▶ _DOCUMENT_:

########################################

10. A l'état des titres de sa déclaration ICC 1994, prenant pour assiette sa situation au 31 décembre 1993, M. P__________ n'a plus fait figurer que 150 actions de D___________. Le montant de son compte courant a été réduit à CHF 277'680.--. Son endettement vis-à-vis des banques est demeuré pratiquement inchangé.

 

11. Le 30 mars 1994, M. P__________ a vendu à la société H__________ S.A. les 150 actions dont il était resté propriétaire dans D___________ pour le prix de CHF 1'700'000.--, soit CHF 11'333.-- par action.

 

 

12. Le 31 août 1995, M. P__________ a abandonné la créance de CHF 227'782.-- dont il était titulaire dans les livres de D___________.

 

 

13. L'administration fiscale cantonale (ci-après : l'administration), a notifié le 11 décembre 1996 à M. P__________ un bordereau d'impôt spécial sur les bénéfices d'aliénation de remise ou de liquidation totale ou partielle de certaines entreprises calculé sur un gain imposable de CHF 1'035'000.-- au taux de 25%. L'impôt dû s'élevait à CHF 258'750.--.

 

Le procès-verbal de taxation annexé au bordereau était rédigé ainsi :

 


"Remise à la valeur comptable, selon bilan au 1er octobre 1992, de l'actif et du passif de l'entreprise D__________ A__________ B__________, P__________. à D__________ A__________ S.A. et vente de la totalité des actions (D__________ A__________ S.A.) détenues par M.  P__________.

 

Prix de vente des actions CHF 3'300'000.-- 

moins

goodwill (2'265'000.--)

bénéfice imposable 1'035'000.--".

 

 


14. Le 23 décembre 1996, M. P__________ a élevé réclamation contre le bordereau. Il a contesté le montant retenu comme prix de vente des actions et celui du goodwill.

 

15. L'administration a écarté la réclamation par décision du 27 août 1997 pour le motif qu'elle ne satisfaisait pas aux exigences de forme de l'article 349 de la loi genevoise sur les contributions publiques du 9 novembre 1887 (LCP - D 3 05).

 

16. M. P__________ a recouru le 25 septembre 1997 contre la décision de l'administration.

########################################

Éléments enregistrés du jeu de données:
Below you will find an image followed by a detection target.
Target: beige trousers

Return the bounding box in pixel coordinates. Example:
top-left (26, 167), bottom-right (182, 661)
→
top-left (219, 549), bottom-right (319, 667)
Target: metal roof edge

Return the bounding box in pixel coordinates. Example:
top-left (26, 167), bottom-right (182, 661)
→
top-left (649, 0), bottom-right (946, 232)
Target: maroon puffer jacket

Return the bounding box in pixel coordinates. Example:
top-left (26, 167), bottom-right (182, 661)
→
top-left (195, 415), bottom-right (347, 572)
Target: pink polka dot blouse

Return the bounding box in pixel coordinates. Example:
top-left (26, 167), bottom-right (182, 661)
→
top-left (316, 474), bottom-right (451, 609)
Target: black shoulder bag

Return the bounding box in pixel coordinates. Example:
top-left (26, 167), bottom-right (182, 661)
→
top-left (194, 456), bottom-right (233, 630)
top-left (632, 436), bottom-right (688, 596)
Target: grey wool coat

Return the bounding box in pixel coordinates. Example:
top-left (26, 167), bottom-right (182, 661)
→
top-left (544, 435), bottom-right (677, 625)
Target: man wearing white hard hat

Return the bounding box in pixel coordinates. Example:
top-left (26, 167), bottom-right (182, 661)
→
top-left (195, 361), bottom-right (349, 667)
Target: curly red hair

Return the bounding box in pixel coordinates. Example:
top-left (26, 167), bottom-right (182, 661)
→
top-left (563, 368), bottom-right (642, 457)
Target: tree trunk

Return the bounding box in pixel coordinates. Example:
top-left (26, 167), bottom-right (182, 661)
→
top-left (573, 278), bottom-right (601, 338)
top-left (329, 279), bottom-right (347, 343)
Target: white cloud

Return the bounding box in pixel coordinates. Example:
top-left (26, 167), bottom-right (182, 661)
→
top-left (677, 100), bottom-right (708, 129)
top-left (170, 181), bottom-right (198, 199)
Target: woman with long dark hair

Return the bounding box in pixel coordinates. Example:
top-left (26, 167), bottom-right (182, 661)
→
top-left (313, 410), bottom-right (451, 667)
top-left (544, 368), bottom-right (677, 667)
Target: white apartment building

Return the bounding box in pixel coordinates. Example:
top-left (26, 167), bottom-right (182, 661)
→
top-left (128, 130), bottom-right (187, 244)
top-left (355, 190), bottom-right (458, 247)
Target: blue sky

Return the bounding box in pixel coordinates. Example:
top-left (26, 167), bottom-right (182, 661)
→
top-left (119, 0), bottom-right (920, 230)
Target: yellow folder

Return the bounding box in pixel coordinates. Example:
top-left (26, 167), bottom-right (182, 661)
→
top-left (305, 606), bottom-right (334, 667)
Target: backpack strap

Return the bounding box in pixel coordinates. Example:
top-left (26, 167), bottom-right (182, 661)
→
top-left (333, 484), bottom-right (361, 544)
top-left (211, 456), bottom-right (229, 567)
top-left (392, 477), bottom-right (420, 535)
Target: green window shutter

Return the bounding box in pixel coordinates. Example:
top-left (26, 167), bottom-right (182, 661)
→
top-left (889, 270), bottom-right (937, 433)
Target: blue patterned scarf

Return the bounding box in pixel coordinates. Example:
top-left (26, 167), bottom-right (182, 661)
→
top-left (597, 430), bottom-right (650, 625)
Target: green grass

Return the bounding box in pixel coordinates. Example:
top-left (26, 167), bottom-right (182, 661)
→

########################################

▶ _EXERCICE COURT 1_:
Dans le document, reproduisez le passage compris entre "11. Le 30 mars" et "livres de D___________.", inclus, en remplaçant "30 mars 1994" par "15 avril 1994".
▶ _EXERCICE COURT 2_:
D'après le document, à quelle date l'administration a-t-elle écarté la réclamation ?
▶ _EXERCICE COURT 3_:
Poursuivez le document, s'il vous plaît, à partir de l'endroit où il s'arrête.
La liste constitue un matériau distinct du document.

▶ _RÉSULTAT 1_:
11. Le 15 avril 1994, M. P__________ a vendu à la société H__________ S.A. les 150 actions dont il était resté propriétaire dans D___________ pour le prix de CHF 1'700'000.--, soit CHF 11'333.-- par action.

 

 

12. Le 31 août 1995, M. P__________ a abandonné la créance de CHF 227'782.-- dont il était titulaire dans les livres de D___________.

▶ _RÉSULTAT 2_:
Le 27 août 1997.

▶ _RÉSULTAT 3_:
Il n'avait retiré que CHF 1'700'000.-- de la vente des 150 actions cédées à H__________ S.A. De ce chiffre, devaient ensuite être déduits :

 


- le montant de son abandon de

créance CHF 227'782.--

- la part de valeur de D___________ avant

l'incorporation de

l'entreprise B__________ CHF 1'000'000.--

- le goodwill CHF 2'265'000.--

 

 


Du solde comptable de l'opération résultait une perte de CHF 1'792'782.--.

 

17. Dans sa réponse du 16 juin 1998, l'administration, tout en admettant la recevabilité du recours, a confirmé le montant de l'imposition : lorsque les actifs et passifs d'une entreprise sont apportés à une société de capitaux, et que les droits de cette dernière sont aliénés peu de temps après, il fallait procéder à un décompte fiscal de la plus-value. Le bénéfice imposable de CHF 1'035'000.-- avait été calculé en cumulant notamment le produit des ventes successives à M. F__________, M. G__________ et H__________, ainsi que la valeur estimée de la vente supposée de 50 actions manquant dans la déclaration ICC 1994 du contribuable. Du montant brut des ventes ainsi estimé à CHF 4'300'000.--, l'administration avait déduit le G__________ et la valeur de base de D___________ évaluée à CHF 1'000'000.--. L'abandon de créance de CHF 227'782.-- n'était pas déductible en l'absence d'insolvabilité ou refus de payer de D___________.

 

 

18. Lors de la procédure, M. P__________ a indiqué qu'il n'avait pas vendu d'actions à M. G__________, mais en lieu et place, cédé 150 actions à M. M___________ pour le prix de CHF 400'000.--; que les ventes à MM. F__________ et M___________ étaient antérieures à la reprise de l'entreprise B__________ dont les réserves latentes étaient en fait inexistantes; quant à l'abandon de sa créance, il n'y avait consenti que pour éviter la mise en faillite de D___________.

 

Invité par la commission de recours à produire les bilans des sociétés et entreprises objet des rachats, le recourant n'a fourni qu'une partie des pièces demandées. Il n'a par contre pas produit le contrat de vente des 150 actions à M. M___________ dont la production avait été exigée par la commission de recours.

 

19. a. La commission de recours, dans sa décision du 22 juin 2000, a rejeté le recours. Le bénéfice dégagé lors des ventes d'actions en 1991 et 1992 étant antérieur à la reprise de l'entreprise B__________, et portant sur la cession d'actions faisant partie de la fortune privée du contribuable, ce dernier ne pouvait être imposé sur la base de l'article 88 alinéa 1 LCP.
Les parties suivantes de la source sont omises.